> **Given request a**
Please copy the entries word for word, everything from the start of the entries down to the line containing "238 97 L 167", including that line, and leave the pictures out of your answer.

Editor's Note: For the latest developments regarding federal student loan debt repayment, check out our student debt guide.
Your marriage status can affect your financial life in unexpected ways, and student loans are no exception. If you have an income-driven repayment plan, your spouse’s income might change your monthly payment calculation. But such challenges also present opportunities. For instance, you may be able to rejigger your student loan payments to save money on interest, lower your monthly payment, or shorten your repayment term so you can become debt-free faster.
Here we’ll show you how getting married affects student loans. Learn strategies for restructuring your debts, and tips for saving money that you can put toward other goals.
Marriage and Student Loan Repayments
Your marital status can affect everything from loan payments to tax breaks. Understanding how marriage impacts student loans (yours or your partner’s) can help you craft a new repayment plan and get ahead of your other financial goals. That way, you can focus on more urgent matters, like who’s making dinner tonight.
How Marriage and Student Loans Can Affect Your Taxes
If you paid student loan interest in the previous tax year, you may qualify for a student loan deduction. But your eligibility can change depending on if you are filing jointly or separately.
According to the IRS, as of the 2021 tax year, a single person (or head of household) with a modified adjusted gross income (MAGI) under $85,000 may be able to deduct up to $2,500 of qualified student loan interest paid in a given year. (Eligible MAGI for married filing jointly for this deduction is under $170,000.)
However, if you’re married but filing separately, that student loan interest deduction goes away. You can only take advantage if you file jointly. (See below for other deductions you may not qualify for if filing separately.)
Helping Each Other with Repayments
If you want to help your spouse with their student loan repayment, whether they have private or federal loans, you can. When one spouse takes out a loan before the marriage, typically that loan still belongs to the original borrower. However, you can choose to put both your names on the loan, and be equally responsible for the debt, by refinancing together.
Refinancing student loans gets you a brand-new loan in both your names. At the same time, you may be able to qualify for a lower interest rate or better terms. However, you will forfeit your federal student loan benefits if you refinance federal loans with a private lender.

Rows from a segmentation dataset:
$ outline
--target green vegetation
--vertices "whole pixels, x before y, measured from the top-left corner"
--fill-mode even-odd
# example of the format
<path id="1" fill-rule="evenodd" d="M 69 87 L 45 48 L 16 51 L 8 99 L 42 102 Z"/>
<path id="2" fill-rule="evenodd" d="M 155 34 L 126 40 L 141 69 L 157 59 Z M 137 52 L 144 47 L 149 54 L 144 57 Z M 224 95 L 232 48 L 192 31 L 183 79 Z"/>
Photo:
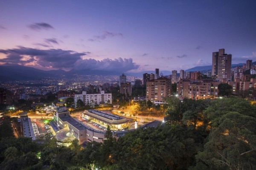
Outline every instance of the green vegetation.
<path id="1" fill-rule="evenodd" d="M 256 169 L 256 107 L 249 101 L 234 96 L 166 101 L 166 121 L 157 127 L 118 139 L 108 127 L 103 143 L 81 150 L 76 140 L 69 147 L 49 137 L 39 144 L 7 130 L 10 137 L 0 133 L 0 169 Z M 0 130 L 11 129 L 8 120 L 1 119 Z"/>

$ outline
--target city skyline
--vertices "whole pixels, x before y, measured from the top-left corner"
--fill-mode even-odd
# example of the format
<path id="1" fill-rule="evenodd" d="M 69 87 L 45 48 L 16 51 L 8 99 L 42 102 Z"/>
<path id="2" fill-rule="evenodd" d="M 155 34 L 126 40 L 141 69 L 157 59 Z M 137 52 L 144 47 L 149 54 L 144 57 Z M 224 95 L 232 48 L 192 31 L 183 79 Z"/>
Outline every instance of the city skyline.
<path id="1" fill-rule="evenodd" d="M 0 64 L 170 71 L 211 65 L 220 48 L 255 61 L 255 3 L 1 1 Z"/>

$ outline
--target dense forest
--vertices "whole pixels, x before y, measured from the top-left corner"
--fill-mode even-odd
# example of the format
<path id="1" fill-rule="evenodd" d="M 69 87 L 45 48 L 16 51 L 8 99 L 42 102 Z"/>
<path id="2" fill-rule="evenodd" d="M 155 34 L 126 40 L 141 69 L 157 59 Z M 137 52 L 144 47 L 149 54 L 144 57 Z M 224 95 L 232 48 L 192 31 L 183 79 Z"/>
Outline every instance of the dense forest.
<path id="1" fill-rule="evenodd" d="M 238 97 L 167 100 L 164 122 L 81 149 L 16 138 L 11 118 L 0 125 L 0 169 L 255 170 L 256 107 Z"/>

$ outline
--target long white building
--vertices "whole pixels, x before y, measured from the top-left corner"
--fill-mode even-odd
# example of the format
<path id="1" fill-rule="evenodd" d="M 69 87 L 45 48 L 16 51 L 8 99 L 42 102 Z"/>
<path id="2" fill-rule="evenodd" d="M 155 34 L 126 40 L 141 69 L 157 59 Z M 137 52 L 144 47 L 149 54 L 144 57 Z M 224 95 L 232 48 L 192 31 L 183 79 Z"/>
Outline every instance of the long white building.
<path id="1" fill-rule="evenodd" d="M 87 94 L 86 91 L 83 91 L 82 94 L 75 95 L 74 100 L 76 107 L 76 102 L 79 99 L 84 102 L 84 105 L 91 106 L 107 103 L 112 104 L 112 94 L 105 93 L 101 88 L 99 88 L 99 93 L 97 94 Z"/>

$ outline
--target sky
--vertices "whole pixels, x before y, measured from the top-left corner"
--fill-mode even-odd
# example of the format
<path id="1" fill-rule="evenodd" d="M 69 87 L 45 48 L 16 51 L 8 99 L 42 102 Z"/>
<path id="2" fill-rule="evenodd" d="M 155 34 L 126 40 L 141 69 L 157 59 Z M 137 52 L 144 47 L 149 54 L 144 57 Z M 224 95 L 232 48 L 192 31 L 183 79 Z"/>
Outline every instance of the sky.
<path id="1" fill-rule="evenodd" d="M 146 72 L 256 60 L 255 0 L 0 1 L 0 64 Z"/>

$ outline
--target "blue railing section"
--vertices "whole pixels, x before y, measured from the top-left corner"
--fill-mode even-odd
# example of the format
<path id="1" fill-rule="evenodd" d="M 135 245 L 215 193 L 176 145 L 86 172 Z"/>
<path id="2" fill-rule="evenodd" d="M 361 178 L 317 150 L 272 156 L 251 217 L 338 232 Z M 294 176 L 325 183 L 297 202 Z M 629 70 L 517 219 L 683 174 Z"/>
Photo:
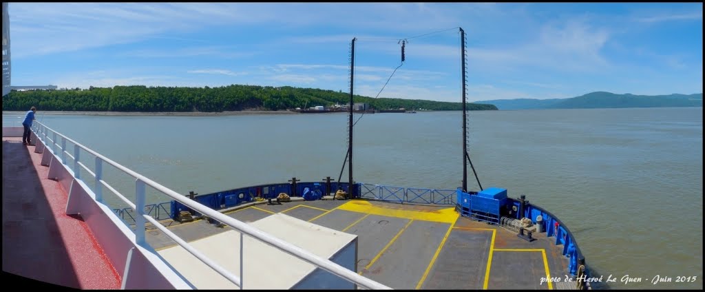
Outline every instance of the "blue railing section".
<path id="1" fill-rule="evenodd" d="M 518 207 L 518 201 L 515 200 L 514 204 Z M 561 254 L 570 258 L 568 270 L 570 272 L 570 274 L 575 275 L 580 267 L 578 259 L 582 259 L 584 261 L 584 257 L 580 251 L 580 248 L 577 246 L 575 238 L 570 233 L 568 226 L 553 214 L 539 206 L 525 204 L 524 208 L 524 217 L 531 219 L 532 222 L 534 224 L 536 224 L 537 217 L 541 215 L 543 219 L 542 224 L 544 225 L 544 230 L 546 230 L 546 236 L 554 236 L 556 238 L 556 245 L 563 245 Z M 517 214 L 517 217 L 519 217 L 519 214 Z M 584 268 L 585 274 L 589 274 L 587 267 L 586 266 Z"/>
<path id="2" fill-rule="evenodd" d="M 331 193 L 335 193 L 340 189 L 348 192 L 348 183 L 331 182 Z M 226 209 L 238 205 L 252 202 L 255 197 L 263 199 L 276 198 L 280 193 L 284 193 L 292 197 L 301 197 L 306 190 L 317 194 L 326 193 L 326 183 L 319 182 L 298 182 L 296 183 L 296 195 L 293 195 L 293 184 L 290 183 L 274 183 L 269 185 L 260 185 L 245 188 L 234 188 L 232 190 L 221 192 L 212 193 L 209 194 L 198 195 L 194 197 L 193 200 L 209 207 L 211 209 L 219 210 Z M 355 186 L 353 186 L 353 193 L 356 191 Z M 320 197 L 317 197 L 320 198 Z M 200 216 L 201 214 L 193 211 L 178 202 L 172 202 L 171 206 L 171 219 L 176 220 L 181 211 L 191 212 L 193 216 Z"/>
<path id="3" fill-rule="evenodd" d="M 417 204 L 455 205 L 453 190 L 402 188 L 360 183 L 356 197 L 387 202 Z"/>
<path id="4" fill-rule="evenodd" d="M 524 205 L 524 214 L 519 214 L 519 212 L 510 213 L 508 210 L 512 209 L 521 209 L 520 202 L 518 200 L 510 197 L 503 200 L 482 198 L 477 195 L 476 192 L 464 193 L 460 188 L 455 190 L 455 193 L 458 202 L 456 209 L 462 216 L 472 217 L 479 221 L 498 224 L 497 219 L 503 216 L 515 219 L 529 218 L 532 222 L 536 224 L 537 218 L 541 215 L 542 230 L 546 231 L 546 237 L 553 236 L 556 238 L 556 245 L 563 245 L 561 254 L 570 259 L 568 271 L 570 274 L 575 275 L 577 273 L 580 264 L 579 259 L 582 260 L 580 262 L 584 263 L 585 258 L 583 257 L 580 248 L 577 246 L 575 238 L 565 224 L 551 212 L 526 202 Z M 584 267 L 584 268 L 585 274 L 589 274 L 587 267 Z"/>
<path id="5" fill-rule="evenodd" d="M 158 221 L 166 220 L 172 218 L 171 217 L 171 202 L 164 202 L 159 204 L 152 204 L 145 205 L 145 213 L 152 216 Z M 113 212 L 123 219 L 125 224 L 135 224 L 135 211 L 131 207 L 123 209 L 113 209 Z"/>

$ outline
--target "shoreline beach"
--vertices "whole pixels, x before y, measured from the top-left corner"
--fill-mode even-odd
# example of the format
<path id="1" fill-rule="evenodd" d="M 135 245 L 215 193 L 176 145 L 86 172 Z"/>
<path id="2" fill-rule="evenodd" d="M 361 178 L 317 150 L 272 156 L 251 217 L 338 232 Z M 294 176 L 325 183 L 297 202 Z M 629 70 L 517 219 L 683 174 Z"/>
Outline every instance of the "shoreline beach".
<path id="1" fill-rule="evenodd" d="M 3 111 L 3 114 L 24 115 L 26 111 Z M 185 111 L 185 112 L 148 112 L 148 111 L 42 111 L 37 109 L 37 115 L 87 115 L 87 116 L 245 116 L 257 114 L 298 114 L 290 111 L 233 111 L 221 112 Z"/>

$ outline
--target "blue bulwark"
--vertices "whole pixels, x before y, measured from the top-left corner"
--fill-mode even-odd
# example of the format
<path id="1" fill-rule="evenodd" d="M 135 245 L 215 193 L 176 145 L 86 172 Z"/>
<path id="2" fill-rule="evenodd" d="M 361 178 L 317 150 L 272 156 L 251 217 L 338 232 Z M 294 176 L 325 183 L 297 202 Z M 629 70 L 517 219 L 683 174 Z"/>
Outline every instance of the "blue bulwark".
<path id="1" fill-rule="evenodd" d="M 489 188 L 470 196 L 470 217 L 479 221 L 499 224 L 500 209 L 507 200 L 507 190 Z"/>
<path id="2" fill-rule="evenodd" d="M 489 188 L 478 193 L 477 195 L 488 199 L 504 200 L 507 198 L 507 190 L 499 188 Z"/>

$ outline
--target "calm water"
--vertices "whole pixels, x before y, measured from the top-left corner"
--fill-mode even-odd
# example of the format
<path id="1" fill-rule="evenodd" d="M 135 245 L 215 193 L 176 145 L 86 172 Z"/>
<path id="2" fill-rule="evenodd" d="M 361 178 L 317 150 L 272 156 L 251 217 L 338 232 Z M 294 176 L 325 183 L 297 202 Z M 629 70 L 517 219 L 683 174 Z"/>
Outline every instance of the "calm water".
<path id="1" fill-rule="evenodd" d="M 183 194 L 293 176 L 337 178 L 348 135 L 348 117 L 337 114 L 40 112 L 37 120 Z M 455 189 L 462 179 L 461 121 L 458 111 L 365 115 L 355 127 L 355 181 Z M 592 271 L 618 278 L 612 288 L 702 288 L 702 108 L 471 112 L 470 128 L 482 185 L 526 195 L 560 218 Z M 133 181 L 106 171 L 118 190 L 134 193 Z M 468 181 L 477 188 L 473 177 Z M 642 281 L 624 284 L 625 275 Z M 656 275 L 674 282 L 652 285 Z M 697 280 L 676 283 L 678 276 Z"/>

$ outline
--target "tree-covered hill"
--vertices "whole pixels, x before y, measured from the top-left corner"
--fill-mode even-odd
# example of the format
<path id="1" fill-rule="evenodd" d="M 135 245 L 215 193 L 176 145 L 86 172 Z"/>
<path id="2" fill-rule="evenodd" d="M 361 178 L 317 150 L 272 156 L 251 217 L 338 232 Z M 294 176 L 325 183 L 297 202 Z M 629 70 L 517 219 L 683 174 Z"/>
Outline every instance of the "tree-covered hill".
<path id="1" fill-rule="evenodd" d="M 355 96 L 373 109 L 462 110 L 460 102 L 372 98 Z M 25 111 L 32 106 L 42 111 L 185 112 L 269 110 L 347 104 L 350 94 L 288 86 L 232 85 L 219 87 L 116 86 L 88 90 L 12 91 L 3 97 L 3 111 Z M 470 110 L 496 110 L 491 104 L 467 104 Z"/>

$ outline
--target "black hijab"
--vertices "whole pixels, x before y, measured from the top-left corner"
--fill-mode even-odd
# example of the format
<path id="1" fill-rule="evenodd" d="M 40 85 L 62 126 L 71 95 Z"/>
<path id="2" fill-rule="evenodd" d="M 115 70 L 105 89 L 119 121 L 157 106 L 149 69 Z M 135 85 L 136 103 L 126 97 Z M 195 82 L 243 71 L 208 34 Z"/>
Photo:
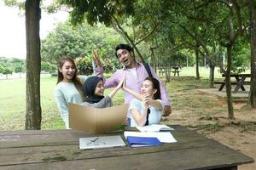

> **Given request b**
List every dollar amount that appears in the article on marriage and student loans.

> **Worked solution a**
$ outline
--target green vegetation
--vertices "whole pixels, x before y, measured from the top-left corner"
--fill-mode even-odd
# example of the format
<path id="1" fill-rule="evenodd" d="M 69 87 L 45 48 L 16 51 L 8 99 L 42 102 Z"/>
<path id="2" fill-rule="evenodd" d="M 155 34 L 126 40 L 141 69 L 157 59 Z M 137 52 L 144 47 L 149 54 L 144 57 Z M 224 95 L 232 48 L 192 31 L 183 79 Z"/>
Photo:
Outline every instance of the green vegetation.
<path id="1" fill-rule="evenodd" d="M 256 169 L 256 107 L 249 101 L 234 96 L 166 101 L 166 121 L 157 127 L 118 139 L 108 127 L 103 143 L 81 150 L 76 140 L 69 147 L 49 137 L 39 144 L 7 130 L 10 137 L 0 133 L 0 169 Z M 0 130 L 11 129 L 8 120 L 1 119 Z"/>

$ outline
--target city skyline
--vertices "whole pixels, x before y, measured from the top-left corner"
--fill-mode even-odd
# example of the format
<path id="1" fill-rule="evenodd" d="M 69 87 L 45 48 L 16 51 L 8 99 L 42 102 Z"/>
<path id="2" fill-rule="evenodd" d="M 155 34 L 126 40 L 141 69 L 157 59 Z M 137 52 L 144 47 L 149 54 L 144 57 Z M 224 95 L 232 48 L 192 31 L 183 79 Z"/>
Outline every instance of the city skyline.
<path id="1" fill-rule="evenodd" d="M 0 64 L 170 71 L 211 65 L 220 48 L 255 61 L 255 3 L 1 1 Z"/>

$ outline
--target dense forest
--vertices "whole pixels, x before y, measured from the top-left corner"
--fill-mode even-odd
# example of the format
<path id="1" fill-rule="evenodd" d="M 69 87 L 45 48 L 16 51 L 8 99 L 42 102 Z"/>
<path id="2" fill-rule="evenodd" d="M 155 34 L 126 40 L 141 69 L 157 59 Z M 137 52 L 144 47 L 149 54 L 144 57 Z M 224 95 L 232 48 L 192 31 L 183 79 Z"/>
Outline every instance of the dense forest.
<path id="1" fill-rule="evenodd" d="M 238 97 L 167 100 L 164 122 L 81 149 L 16 138 L 11 118 L 0 125 L 0 169 L 255 170 L 256 107 Z"/>

> **Worked solution b**
$85,000
$2,500
$170,000